## WHAT TO DO
Pick up the forum thread about ZFS, SSDs and the decline of hard drives and keep writing it from its last line.

>> START SUPPLIED PASSAGE

ZFS and SSDs and the impending HDD demise (Was: Re: [zfs-discuss] when to discard a disk)

Discussion:

Durval Menezes

2015-02-23 17:51:31 UTC

Hi Gordan, Uncle,

(changing the subject to something

Hopefully 3D SSD tech will give us 10Tb drives before then (WD have just
announced 10TB spinners, but they're shingled)

Wasn't there a presentation by someone from Seagate on the "shingled"
subject during the last OpenZFS seminar? How is ZFS preparing for this?

The main thing at the moment is the cost. It is coming down annoyingly
slowly, but it is coming down with every new SSD model released.

My impression is that overall SSD reliability is decreasing with time, with
increasing cost-cutting and/or performance cheating by manufacturers . But
it could be just me.

I for one don't expect to convert over to SSDs anytime soon...

I've seen one or three posts here from folks that were bringing up entire
SSD pools. If any of you are reading this, please comment on your
continuing experiences...

Here, I'm using SSDs for SLOG/L2ARC only, and one of them has just started
buying the farm:

Device Model: M4-CT256M4SSD3
[...]
1 Raw_Read_Error_Rate 0x002f 100 100 050 Pre-fail Always
- 0
5 Reallocated_Sector_Ct 0x0033 100 100 010 Pre-fail Always
- 57344 (0 1)
[...]
9 Power_On_Hours 0x0032 100 100 001 Old_age Always
- 9745
[...]
196 Reallocated_Event_Count 0x0032 100 100 001 Old_age Always
- 30
[...]
202 Perc_Rated_Life_Used 0x0018 099 099 001 Old_age Offline
- 1

The incredible bit is that theoretically only one percent of the device's
life has been used up, and it has already reallocated 2^16*1+57344= 122880
sectors during 9745 hours of operation. This would mean that it (a) has
more than 12 million total sectors (6GB) available for remapping, and/or
(b) has an expected life of 975K hours (more than 111 years!). The first
number does not seem so absurd, but the second one brings grave doubts to
the reliability of thar "Perc_..._Used" counter...

Cheers,
--
Durval.

To unsubscribe from this group and stop receiving emails from it, send an

To unsubscribe from this group and stop receiving emails from it, send an email to zfs-discuss+***@zfsonlinux.org.

>> END SUPPLIED PASSAGE
>> START STORED ROWS

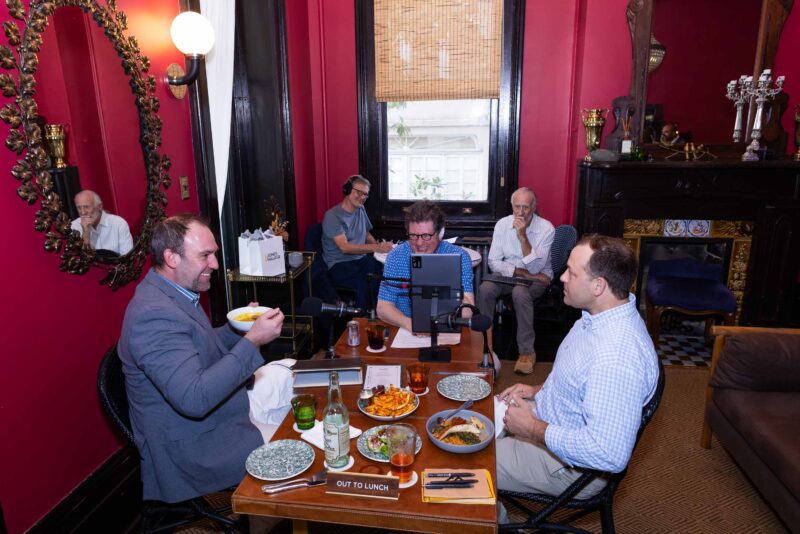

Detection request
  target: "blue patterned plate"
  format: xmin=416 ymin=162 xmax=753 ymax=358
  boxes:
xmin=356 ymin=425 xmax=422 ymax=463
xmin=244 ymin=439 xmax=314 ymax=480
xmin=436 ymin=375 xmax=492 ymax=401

>> END STORED ROWS

## RESULT
Luke Olson

2015-02-23 18:22:06 UTC

Permalink

If the wiki is up to date then ZFS on Linux is not ready for pools with SSD
aside from the cache and log. FreeBSD however is ready.

http://open-zfs.org/wiki/Features#TRIM_Support

I personally haven't tried creating a pool with SSD but I don't foresee a
need for it anytime soon. At least from a computer graphics pipeline and
video production facility perspective. It simply doesn't make sense
financially because capacity is the show stopper.

I'm curious to see how the Seagate Archive branded drives perform without
host awareness of SMR. It could be a while before we see host awareness and
host managed SMR. Until then the drive managed SMR is what most people will
be talking about and dealing with. The presentation from Seagate was very
informative but I don't know how it meshes with the future of OpenZFS.

http://open-zfs.org/wiki/OpenZFS_Developer_Summit_2014#Presentations

I'm not going to hold my breath but if SMR is the future of high capacity
hard drives I hope OpenZFS embraces it and supports it.

Luke

Post by Durval Menezes
Hi Gordan, Uncle,
(changing the subject to something

Hopefully 3D SSD tech will give us 10Tb drives before then (WD have just
announced 10TB spinners, but they're shingled)

Wasn't there a presentation by someone from Seagate on the "shingled"
subject during the last OpenZFS seminar? How is ZFS preparing for this?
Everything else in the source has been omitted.